**REQUIRED TASK**
Pick out each line in the items below that contains the string "thick" and copy those lines. Case counts.
******
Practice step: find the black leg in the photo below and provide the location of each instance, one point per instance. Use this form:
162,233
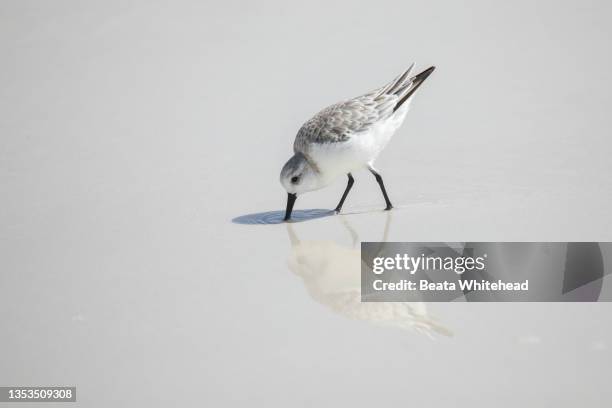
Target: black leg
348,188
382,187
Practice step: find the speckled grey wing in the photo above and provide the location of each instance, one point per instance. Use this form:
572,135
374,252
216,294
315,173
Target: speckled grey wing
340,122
******
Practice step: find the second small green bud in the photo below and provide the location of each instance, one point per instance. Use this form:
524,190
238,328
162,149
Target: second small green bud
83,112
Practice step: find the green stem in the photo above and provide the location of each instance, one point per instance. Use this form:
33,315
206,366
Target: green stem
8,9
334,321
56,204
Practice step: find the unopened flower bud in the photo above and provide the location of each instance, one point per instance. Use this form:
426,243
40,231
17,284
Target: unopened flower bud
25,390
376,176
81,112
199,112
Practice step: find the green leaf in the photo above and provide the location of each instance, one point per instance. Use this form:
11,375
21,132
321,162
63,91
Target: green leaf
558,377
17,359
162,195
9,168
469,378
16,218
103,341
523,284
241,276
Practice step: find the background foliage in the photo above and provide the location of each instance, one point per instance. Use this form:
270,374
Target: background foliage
******
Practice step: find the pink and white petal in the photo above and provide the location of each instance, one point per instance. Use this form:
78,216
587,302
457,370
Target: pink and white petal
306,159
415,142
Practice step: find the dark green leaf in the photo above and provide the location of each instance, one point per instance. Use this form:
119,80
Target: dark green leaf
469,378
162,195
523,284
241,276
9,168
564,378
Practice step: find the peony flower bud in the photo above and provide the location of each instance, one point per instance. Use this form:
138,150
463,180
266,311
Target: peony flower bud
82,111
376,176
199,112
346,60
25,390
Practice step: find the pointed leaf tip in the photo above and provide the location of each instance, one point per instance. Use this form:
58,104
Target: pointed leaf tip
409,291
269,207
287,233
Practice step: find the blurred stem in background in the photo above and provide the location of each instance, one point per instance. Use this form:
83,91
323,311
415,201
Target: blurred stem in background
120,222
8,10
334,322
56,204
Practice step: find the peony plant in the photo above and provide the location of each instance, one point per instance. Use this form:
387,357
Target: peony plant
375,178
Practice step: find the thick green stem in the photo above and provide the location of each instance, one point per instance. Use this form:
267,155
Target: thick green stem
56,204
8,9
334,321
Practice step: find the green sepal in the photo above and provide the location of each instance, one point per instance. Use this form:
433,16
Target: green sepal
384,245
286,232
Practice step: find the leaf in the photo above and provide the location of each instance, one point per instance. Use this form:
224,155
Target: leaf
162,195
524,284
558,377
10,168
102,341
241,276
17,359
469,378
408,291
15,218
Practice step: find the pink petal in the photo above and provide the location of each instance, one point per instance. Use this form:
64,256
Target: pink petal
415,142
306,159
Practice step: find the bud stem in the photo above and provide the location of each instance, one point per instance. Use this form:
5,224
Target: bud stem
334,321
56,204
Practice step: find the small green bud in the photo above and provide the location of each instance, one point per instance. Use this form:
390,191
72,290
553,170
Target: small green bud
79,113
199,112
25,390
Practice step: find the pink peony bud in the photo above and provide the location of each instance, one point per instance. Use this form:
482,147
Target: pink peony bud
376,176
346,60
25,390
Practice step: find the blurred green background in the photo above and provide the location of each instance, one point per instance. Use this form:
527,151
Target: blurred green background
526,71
******
**FINAL RESULT**
Practice step: find the thick green stem in the photo above and provide the location of each instance, one point per instance. Use this form:
Target: thick green stem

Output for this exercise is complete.